___ Text passage

MADANG COCOA GROWERS EXPORT CO LIMITED
Plaintiff


V


NOILAI GUNAR
First Defendant


GEE GUNAR
Second Defendant


MADANG PROVINCIAL GOVERNMENT
Third Defendant


Madang: Cannings J
2012: 4, 18 October, 8 November


CONTEMPT – disobedience contempt – alleged failure to comply with court order: failure to pay compensation, failure to allow plaintiff exclusive occupation of warehouse, failure to vacate warehouse – whether the order was clear and unambiguous – whether order served on contemnors – whether contemnors failed to comply – whether failure to comply was deliberate.


After finding that the defendants had unlawfully occupied a warehouse and removed the plaintiff's property from it the National Court ordered amongst other things: (5) that the defendants who removed the property were required to return it by a particular date (failing which they would pay compensation), (7) that the plaintiff had the right to exclusive occupation of the warehouse from that date and (8) that the defendants were required to vacate the warehouse by that date. The Court also ordered that unresolved issues at the trial be referred to mediation. The mediation failed and six weeks after the date referred to in the order, the plaintiff filed a motion seeking punishment of six persons (including two of the defendants) for contempt of court on the ground that each of them had disobeyed the orders. All contemnors (persons charged with contempt) pleaded not guilty so a trial was held.

______

* [What is asked]
(1) In the court judgment, rewrite the passage from "Madang: Cannings J" up to and including "comply was deliberate.", replacing "warehouse" with "storehouse".
(2) Continue the court judgment from its last sentence.

___ Data section

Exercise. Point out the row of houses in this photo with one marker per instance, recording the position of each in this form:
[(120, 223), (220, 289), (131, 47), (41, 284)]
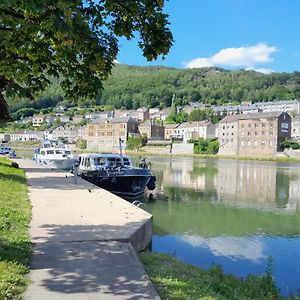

______

* [Final answers]
(1)
Madang: Cannings J
2012: 4, 18 October, 8 November


CONTEMPT – disobedience contempt – alleged failure to comply with court order: failure to pay compensation, failure to allow plaintiff exclusive occupation of storehouse, failure to vacate storehouse – whether the order was clear and unambiguous – whether order served on contemnors – whether contemnors failed to comply – whether failure to comply was deliberate.

(2)
Held:


(1) Proceedings for contempt are criminal in nature and the court must be satisfied beyond reasonable doubt that the three elements of the offence have been proven to exist:

(2) Orders (7) and (8) were clear and unambiguous in that the plaintiff had the right to exclusive occupation of the warehouse and the defendants were required to vacate it by the stipulated date. However it was not clear that the defendants had to pay compensation to the plaintiff by that date, so order (5) was not clear and unambiguous.

(3) The orders were properly served on all contemnors.

(4) The third element (deliberate failure to comply) gives rise to three issues:

(5) There was a failure to comply with the order as the plaintiff did not have exclusive occupation of the warehouse and the defendants had not vacated it.

(6) Those who failed to comply were the first, second and third contemnors. The fourth, fifth and sixth contemnors could not be said to have failed to comply as they were under no direct duty to comply with the order and each of them was not directly responsible for compliance.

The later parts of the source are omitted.